The other day as I sat staring down at my long scratchy to-do list, I suddenly saw it transform before my eyes, distinctly and unmistakeably, into a lamprey, writhing on the page and viciously sucking all the life out of my day. Gruesome. And, I knew at once that the image was completely accurate. I’ve been living off of my to-do list lately. Actually, it is more like I have been possessed by my to-do list, a drone under its command.
The list consists of winding pages of the endless tasks that ought to be taken care of in between the meetings and duties that create rows of blocks in my calendar, like the bricks of a parapet. The fact of the matter is, there are things that must get done, and better to list them out than try to keep them sorted and ordered in my poor, addled brain. But, lately I’ve let the list get to me. The magnitude of it, and my brain-numbed reliance on it, have left me feeling empty. It takes over my mind even during the moments I’m trying to let go and recharge. And that’s where the trouble comes from.
When I wake up, I feel that brief wondrous moment of expansiveness that the morning brings. Here is the day! It is filled with possibility! For two seconds. Then the list comes thundering down on my head. It shutters and boards up anything that looks remotely like possibility and replaces them with a sense of floundering and stress. Feelings that don’t get you anywhere.

◆ Exercise A: In the piece about the to-do list, what creature does the list turn into before the writer's eyes?
◆ Exercise B: Pick up the piece about the to-do list after its last sentence and keep it going.
The material after this text has nothing to do with the work here.

◆ Record list:
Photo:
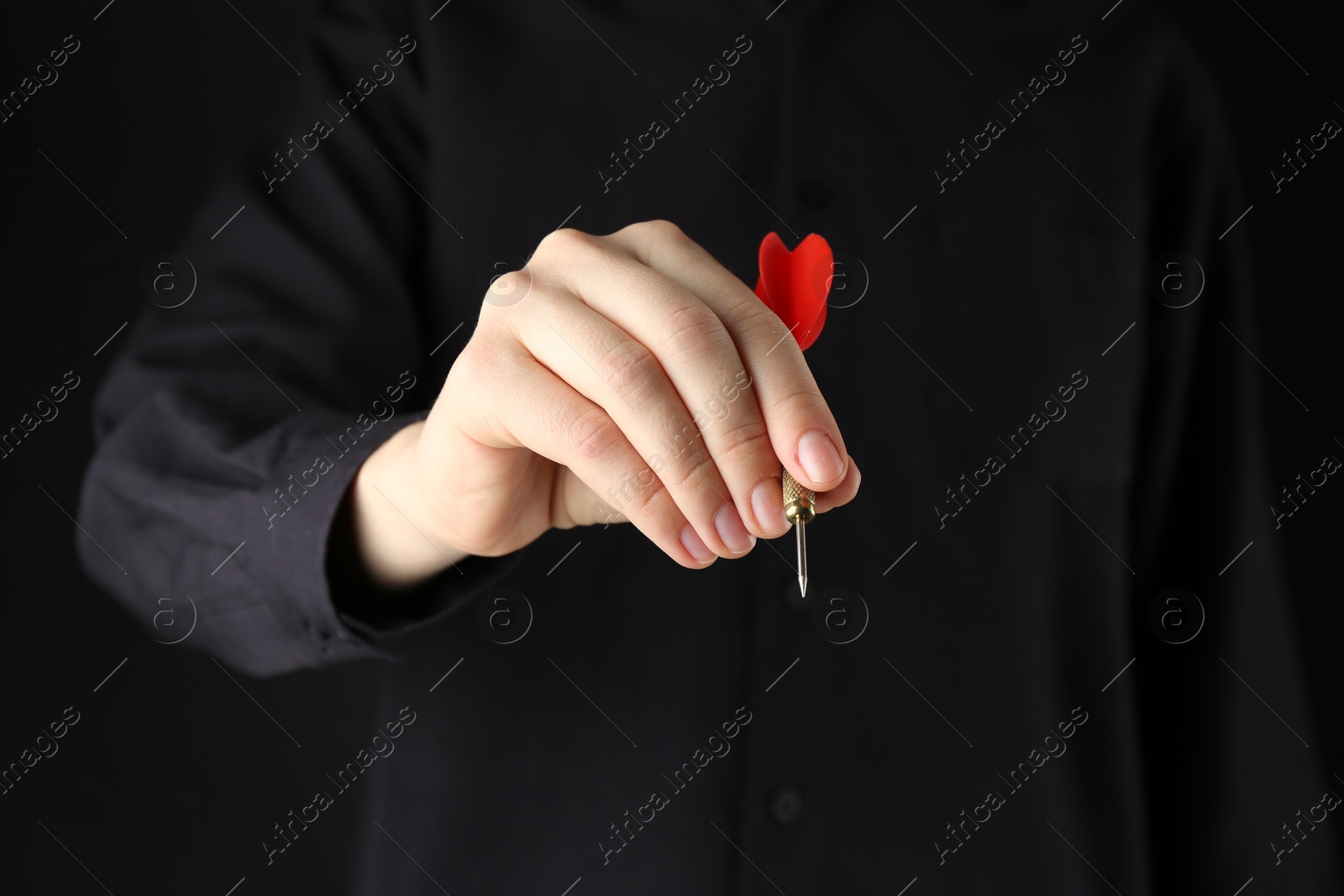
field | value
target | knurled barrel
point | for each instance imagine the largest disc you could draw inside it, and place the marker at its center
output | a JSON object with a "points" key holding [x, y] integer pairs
{"points": [[800, 504]]}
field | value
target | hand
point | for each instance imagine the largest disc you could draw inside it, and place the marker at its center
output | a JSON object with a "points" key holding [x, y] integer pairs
{"points": [[636, 380]]}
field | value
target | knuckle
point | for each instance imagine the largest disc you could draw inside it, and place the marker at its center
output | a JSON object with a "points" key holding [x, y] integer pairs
{"points": [[694, 329], [754, 320], [745, 441], [795, 403], [647, 500], [595, 434], [698, 470], [628, 369], [564, 242], [662, 228]]}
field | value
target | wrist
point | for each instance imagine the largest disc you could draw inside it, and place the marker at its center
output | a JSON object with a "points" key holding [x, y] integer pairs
{"points": [[393, 543]]}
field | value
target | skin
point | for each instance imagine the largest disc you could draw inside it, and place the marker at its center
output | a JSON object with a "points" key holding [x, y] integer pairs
{"points": [[559, 402]]}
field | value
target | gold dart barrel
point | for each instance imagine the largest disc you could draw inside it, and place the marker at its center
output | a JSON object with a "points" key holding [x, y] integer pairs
{"points": [[800, 504]]}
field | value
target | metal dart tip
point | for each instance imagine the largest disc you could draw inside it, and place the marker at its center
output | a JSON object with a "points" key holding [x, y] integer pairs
{"points": [[799, 508], [801, 528]]}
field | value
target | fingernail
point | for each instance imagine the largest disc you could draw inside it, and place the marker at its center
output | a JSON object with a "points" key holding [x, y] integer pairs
{"points": [[729, 526], [819, 457], [694, 546], [768, 504]]}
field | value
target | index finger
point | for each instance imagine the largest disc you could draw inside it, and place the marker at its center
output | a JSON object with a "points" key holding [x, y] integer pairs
{"points": [[803, 430]]}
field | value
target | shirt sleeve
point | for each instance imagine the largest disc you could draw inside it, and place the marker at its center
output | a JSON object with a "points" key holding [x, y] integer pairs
{"points": [[1223, 716], [230, 426]]}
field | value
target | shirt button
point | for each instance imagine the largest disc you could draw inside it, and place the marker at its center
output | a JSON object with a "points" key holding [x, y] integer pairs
{"points": [[813, 195], [785, 805]]}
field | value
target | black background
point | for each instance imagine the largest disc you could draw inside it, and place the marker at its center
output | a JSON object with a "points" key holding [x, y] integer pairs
{"points": [[148, 790]]}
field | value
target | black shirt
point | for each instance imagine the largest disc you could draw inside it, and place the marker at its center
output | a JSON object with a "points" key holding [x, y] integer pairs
{"points": [[1046, 449]]}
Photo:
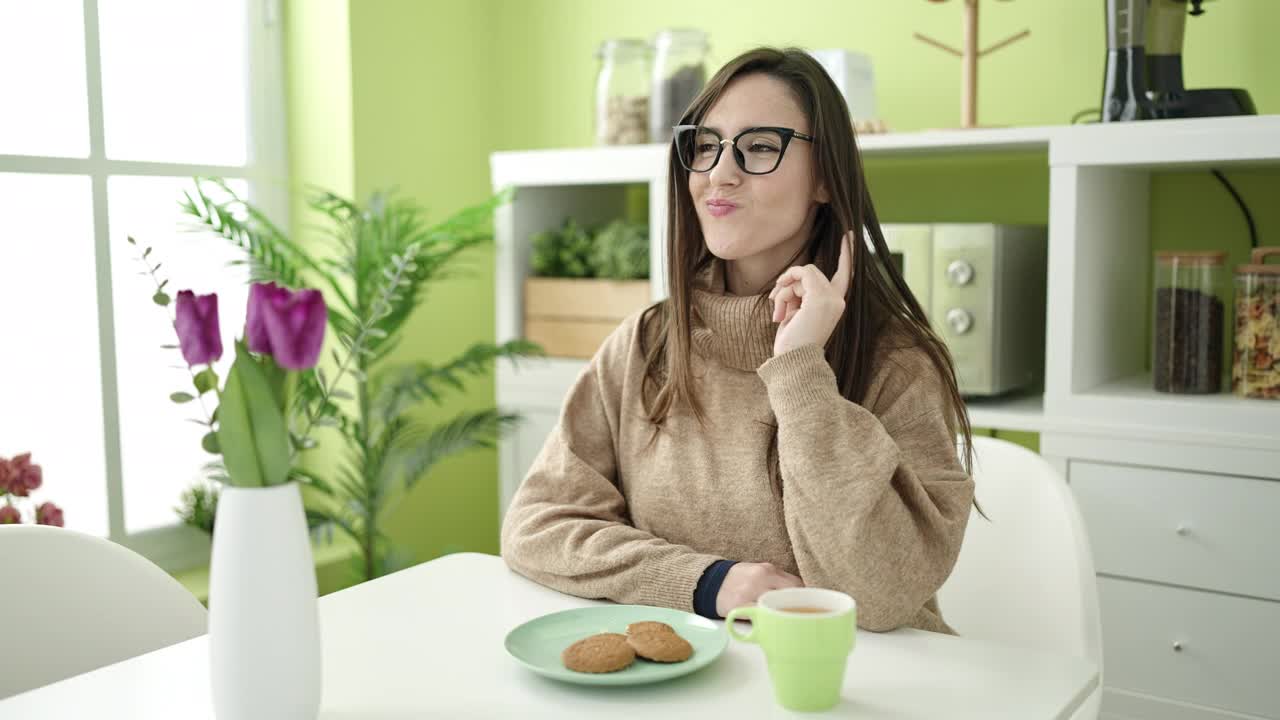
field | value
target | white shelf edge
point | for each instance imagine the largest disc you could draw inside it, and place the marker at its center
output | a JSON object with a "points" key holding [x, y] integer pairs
{"points": [[1023, 413], [976, 140], [1146, 144], [577, 165], [1169, 144]]}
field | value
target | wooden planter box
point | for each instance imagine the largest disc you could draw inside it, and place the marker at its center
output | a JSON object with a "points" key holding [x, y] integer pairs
{"points": [[570, 317]]}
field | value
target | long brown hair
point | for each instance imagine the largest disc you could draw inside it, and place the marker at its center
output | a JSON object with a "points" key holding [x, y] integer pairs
{"points": [[878, 302]]}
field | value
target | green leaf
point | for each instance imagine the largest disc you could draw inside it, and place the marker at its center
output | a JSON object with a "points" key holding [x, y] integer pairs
{"points": [[252, 432], [206, 381], [210, 443]]}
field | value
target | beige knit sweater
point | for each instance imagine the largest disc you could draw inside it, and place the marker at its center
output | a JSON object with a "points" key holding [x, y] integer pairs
{"points": [[872, 499]]}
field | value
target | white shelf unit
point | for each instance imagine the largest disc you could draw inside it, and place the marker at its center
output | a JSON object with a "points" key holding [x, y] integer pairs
{"points": [[1100, 422]]}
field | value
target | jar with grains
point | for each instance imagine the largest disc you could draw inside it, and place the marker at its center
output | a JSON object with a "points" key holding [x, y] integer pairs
{"points": [[1189, 322], [679, 76], [622, 92]]}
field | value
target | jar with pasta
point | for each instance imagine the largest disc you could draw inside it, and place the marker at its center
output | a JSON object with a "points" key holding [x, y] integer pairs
{"points": [[1256, 355]]}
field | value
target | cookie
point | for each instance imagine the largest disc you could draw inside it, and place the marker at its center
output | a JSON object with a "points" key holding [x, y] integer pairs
{"points": [[606, 652], [649, 625], [661, 646]]}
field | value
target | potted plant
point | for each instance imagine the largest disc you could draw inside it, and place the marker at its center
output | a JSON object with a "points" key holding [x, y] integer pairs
{"points": [[378, 269], [584, 283]]}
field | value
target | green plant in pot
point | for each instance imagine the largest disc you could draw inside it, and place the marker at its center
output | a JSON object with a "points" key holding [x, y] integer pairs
{"points": [[380, 261]]}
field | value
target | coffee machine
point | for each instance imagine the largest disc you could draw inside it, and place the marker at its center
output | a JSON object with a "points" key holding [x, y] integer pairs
{"points": [[1143, 76]]}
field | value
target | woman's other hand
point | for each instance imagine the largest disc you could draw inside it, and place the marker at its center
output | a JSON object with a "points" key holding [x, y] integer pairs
{"points": [[808, 305], [746, 582]]}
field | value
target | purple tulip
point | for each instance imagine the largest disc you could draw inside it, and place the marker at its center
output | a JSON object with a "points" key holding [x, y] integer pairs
{"points": [[49, 514], [287, 324], [260, 295], [24, 475], [196, 323]]}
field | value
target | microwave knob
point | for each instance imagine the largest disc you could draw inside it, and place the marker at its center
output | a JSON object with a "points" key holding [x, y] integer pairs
{"points": [[959, 320], [960, 273]]}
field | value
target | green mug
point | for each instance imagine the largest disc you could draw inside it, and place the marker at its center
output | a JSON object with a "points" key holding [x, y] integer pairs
{"points": [[807, 636]]}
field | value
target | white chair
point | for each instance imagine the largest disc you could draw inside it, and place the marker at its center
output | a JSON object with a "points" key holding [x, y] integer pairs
{"points": [[74, 602], [1025, 577]]}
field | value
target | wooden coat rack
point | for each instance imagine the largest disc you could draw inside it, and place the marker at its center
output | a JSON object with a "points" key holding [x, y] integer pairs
{"points": [[969, 55]]}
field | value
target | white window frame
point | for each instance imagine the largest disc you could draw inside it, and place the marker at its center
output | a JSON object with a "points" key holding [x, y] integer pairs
{"points": [[176, 547]]}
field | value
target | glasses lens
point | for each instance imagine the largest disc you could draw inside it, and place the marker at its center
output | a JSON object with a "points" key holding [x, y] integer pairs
{"points": [[762, 150], [698, 149]]}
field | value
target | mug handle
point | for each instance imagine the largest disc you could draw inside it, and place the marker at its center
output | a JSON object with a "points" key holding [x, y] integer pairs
{"points": [[746, 614]]}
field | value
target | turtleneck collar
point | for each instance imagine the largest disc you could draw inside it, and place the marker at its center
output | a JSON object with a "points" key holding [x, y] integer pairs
{"points": [[735, 329]]}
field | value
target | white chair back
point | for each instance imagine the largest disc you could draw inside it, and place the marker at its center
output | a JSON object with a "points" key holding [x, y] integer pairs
{"points": [[1024, 577], [74, 602]]}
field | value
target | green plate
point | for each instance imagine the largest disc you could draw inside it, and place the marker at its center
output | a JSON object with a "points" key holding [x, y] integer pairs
{"points": [[538, 643]]}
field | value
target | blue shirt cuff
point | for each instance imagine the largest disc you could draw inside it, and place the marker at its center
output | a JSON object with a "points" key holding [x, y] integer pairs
{"points": [[708, 588]]}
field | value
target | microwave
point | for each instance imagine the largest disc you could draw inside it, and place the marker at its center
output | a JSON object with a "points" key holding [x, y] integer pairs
{"points": [[982, 287]]}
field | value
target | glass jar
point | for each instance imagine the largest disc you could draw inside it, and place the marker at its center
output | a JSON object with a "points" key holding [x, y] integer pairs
{"points": [[1189, 322], [679, 76], [1256, 359], [622, 92]]}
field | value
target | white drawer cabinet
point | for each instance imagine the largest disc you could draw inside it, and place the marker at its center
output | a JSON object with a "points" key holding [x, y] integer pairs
{"points": [[1212, 532], [1198, 647]]}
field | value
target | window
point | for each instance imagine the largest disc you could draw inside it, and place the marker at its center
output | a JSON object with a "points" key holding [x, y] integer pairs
{"points": [[110, 106]]}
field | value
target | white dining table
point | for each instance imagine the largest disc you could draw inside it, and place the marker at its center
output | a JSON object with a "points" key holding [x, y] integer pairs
{"points": [[428, 642]]}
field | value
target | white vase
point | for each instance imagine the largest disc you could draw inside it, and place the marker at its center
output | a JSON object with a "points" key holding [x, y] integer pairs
{"points": [[264, 636]]}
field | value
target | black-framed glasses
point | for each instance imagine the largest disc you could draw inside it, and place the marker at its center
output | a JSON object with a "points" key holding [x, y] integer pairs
{"points": [[758, 150]]}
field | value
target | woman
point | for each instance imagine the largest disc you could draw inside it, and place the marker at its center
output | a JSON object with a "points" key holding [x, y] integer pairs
{"points": [[786, 417]]}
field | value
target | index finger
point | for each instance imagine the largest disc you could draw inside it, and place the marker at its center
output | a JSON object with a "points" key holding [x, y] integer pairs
{"points": [[845, 267]]}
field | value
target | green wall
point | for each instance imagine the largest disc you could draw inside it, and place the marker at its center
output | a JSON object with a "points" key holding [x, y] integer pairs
{"points": [[416, 94]]}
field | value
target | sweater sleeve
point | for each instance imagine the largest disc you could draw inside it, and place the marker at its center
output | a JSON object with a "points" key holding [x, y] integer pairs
{"points": [[568, 527], [876, 502]]}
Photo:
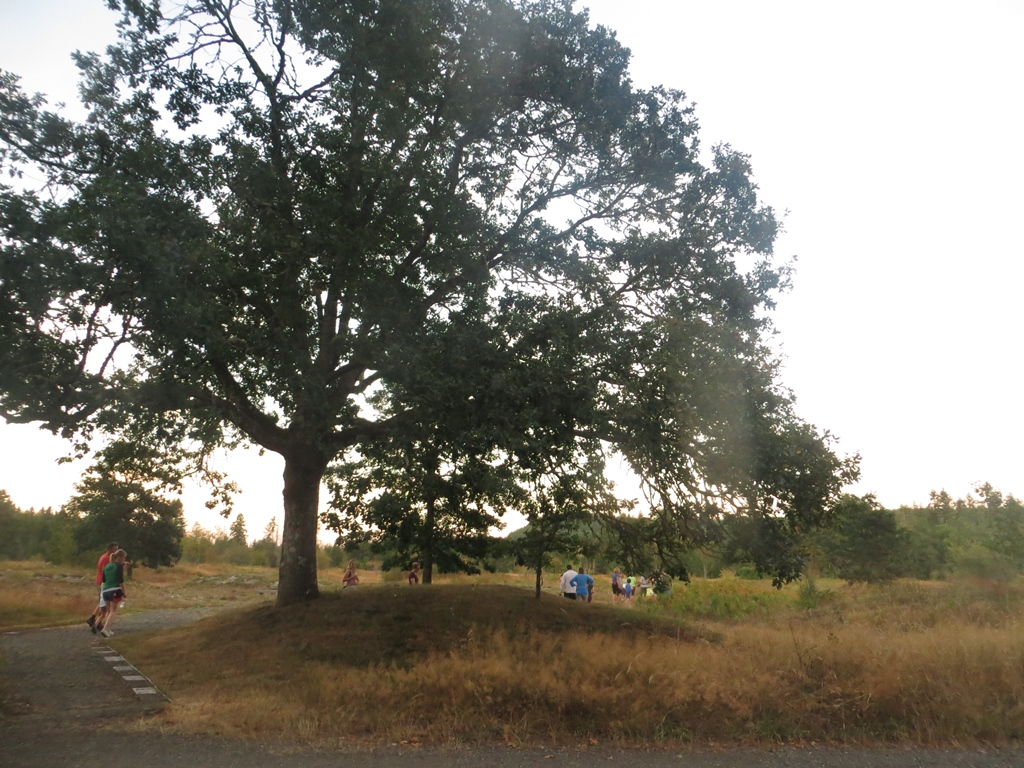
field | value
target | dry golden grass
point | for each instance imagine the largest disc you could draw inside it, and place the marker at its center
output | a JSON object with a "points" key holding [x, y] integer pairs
{"points": [[35, 594], [470, 660], [456, 664]]}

◆ Final answer A: A lamprey.

◆ Final answer B:
The things that must be done must be done. That’s the way of things. But I think living only by those and with no sense of space for all the additional possibilities, being distracted by those things in every moment rather than seeing and feeling what is really there, well that is not living. And, I’ve decided I won’t stand for it! (I say this now knowing full well I’ll have to keep reasserting it over and over throughout my life whenever I remember. Tricky, tricky life. It’s a practice, I guess!)
It’s not always easy to pull yourself back into reality when there are so many things going on. Stress makes you a little high, it makes you feel a little important. But, it’s not real, and what you need is something that is small and simple and very, very real to remind you to come back to yourself. I didn’t expect it (I’m a breakfast person), but last week I discovered what I needed in brunch.
A friend of ours came to visit for Sunday brunch, and perhaps it was partly due to the quiet and affable nature of his presence, but there was also something about dedicating a good half of the day to sitting in the presence of companions, sipping coffee as slowly as possible, and watching eggs bake in the oven, seeing in technicolor how transformative a process like baking is, that soothed me in a way that I haven’t allowed all my recent attempts at journaling and yoga and meditation to do.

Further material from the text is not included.